_Work to complete_
The response should consist of every line below, unchanged.

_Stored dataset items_
______

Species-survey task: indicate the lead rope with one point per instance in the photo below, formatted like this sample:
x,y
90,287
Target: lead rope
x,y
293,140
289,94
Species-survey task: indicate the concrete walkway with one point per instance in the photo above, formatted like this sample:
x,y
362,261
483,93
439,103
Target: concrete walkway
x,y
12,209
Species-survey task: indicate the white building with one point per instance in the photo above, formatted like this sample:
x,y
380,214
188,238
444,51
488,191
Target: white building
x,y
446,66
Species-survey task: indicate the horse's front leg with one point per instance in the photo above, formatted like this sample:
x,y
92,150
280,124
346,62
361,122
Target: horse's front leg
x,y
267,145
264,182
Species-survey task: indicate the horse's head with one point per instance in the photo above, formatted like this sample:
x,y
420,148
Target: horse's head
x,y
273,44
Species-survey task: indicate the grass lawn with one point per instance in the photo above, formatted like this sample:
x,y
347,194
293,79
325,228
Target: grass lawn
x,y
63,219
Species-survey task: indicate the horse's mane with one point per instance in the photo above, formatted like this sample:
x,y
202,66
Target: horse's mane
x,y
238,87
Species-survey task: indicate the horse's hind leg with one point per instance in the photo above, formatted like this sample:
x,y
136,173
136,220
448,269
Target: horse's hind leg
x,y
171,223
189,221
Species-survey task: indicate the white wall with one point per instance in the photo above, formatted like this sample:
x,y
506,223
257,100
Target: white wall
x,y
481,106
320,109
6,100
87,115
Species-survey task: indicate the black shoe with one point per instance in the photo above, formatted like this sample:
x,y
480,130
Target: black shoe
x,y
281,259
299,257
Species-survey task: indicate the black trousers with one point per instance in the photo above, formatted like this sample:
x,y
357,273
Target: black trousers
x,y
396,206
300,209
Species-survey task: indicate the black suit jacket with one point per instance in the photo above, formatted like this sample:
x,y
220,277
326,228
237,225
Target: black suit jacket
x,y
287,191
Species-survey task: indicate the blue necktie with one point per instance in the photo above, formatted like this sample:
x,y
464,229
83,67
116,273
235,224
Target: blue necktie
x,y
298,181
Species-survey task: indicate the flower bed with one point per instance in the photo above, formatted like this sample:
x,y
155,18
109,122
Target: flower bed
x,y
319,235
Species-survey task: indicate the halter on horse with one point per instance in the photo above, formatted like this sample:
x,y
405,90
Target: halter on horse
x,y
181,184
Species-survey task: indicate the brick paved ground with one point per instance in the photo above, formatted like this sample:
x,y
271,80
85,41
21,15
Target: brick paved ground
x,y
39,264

______

_Final answer_
Species-survey task: indicate the lead rope with one point per instance in the photo below, formatted like this sample:
x,y
90,287
Target: lead rope
x,y
293,140
289,94
Species-survey task: indicate the concrete walkway with one point per instance in the photo above, formatted like this sample:
x,y
362,261
483,93
439,103
Target: concrete walkway
x,y
12,209
Species-survey task: indicate the white building with one point per instance in the photo above, formatted like this sample:
x,y
380,214
188,238
444,51
488,191
Target: white building
x,y
446,66
Species-survey task: indicate the horse's front leg with one point per instance in the photo above, formatted like this sample:
x,y
92,150
280,124
346,62
361,122
Target: horse's front leg
x,y
267,145
264,182
Species-survey task: indicate the horse's head with one point per instance in the photo above, formatted like this sample:
x,y
420,148
Target: horse's head
x,y
273,44
Species-survey task: indicate the grass lawn with one point per instance in the photo above, formatted like this sample:
x,y
347,194
293,79
325,228
Target: grass lawn
x,y
63,219
Species-survey task: indicate the horse's mane with one point per instance in the photo above, formatted like this sample:
x,y
202,66
Target: horse's mane
x,y
238,87
Species-survey task: indicate the horse's hind leg with one point per instance in the photo above, formatted like this sample:
x,y
136,173
136,220
448,269
Target: horse's hind leg
x,y
171,223
189,221
Species-survey task: indicate the white wall with one point per instance in the photo above, formatted like this sample:
x,y
506,223
257,100
Target: white wall
x,y
481,106
320,109
6,100
87,115
Species-survey task: indicate the black shoe with one point per instance in the photo above, formatted like this sample:
x,y
480,130
Target: black shoe
x,y
281,259
299,257
Species-survey task: indicate the black trousers with one point per instance in the photo above, formatted like this sample:
x,y
357,273
Target: black trousers
x,y
396,206
300,209
Species-survey task: indicate the black suit jacket with one point per instance in the photo above, formatted like this sample:
x,y
220,277
326,228
237,225
Target: black suit jacket
x,y
287,191
Species-survey task: indicate the blue necktie with one point per instance in the photo above, formatted like this sample:
x,y
464,229
83,67
116,273
235,224
Target: blue necktie
x,y
298,181
Species-survey task: indicate the flower bed with one point per instance in the photo above, formatted like this sample:
x,y
155,18
109,122
Target: flower bed
x,y
319,235
Species-survey task: indicate the halter on horse with one point per instance in the photo above, formatted like this sample:
x,y
405,90
Target: halter on horse
x,y
181,184
Species-survey task: indicate the brick paved ground with one point per instance in the photo above, formatted like this sample:
x,y
271,80
85,41
21,15
Target: brick paved ground
x,y
39,264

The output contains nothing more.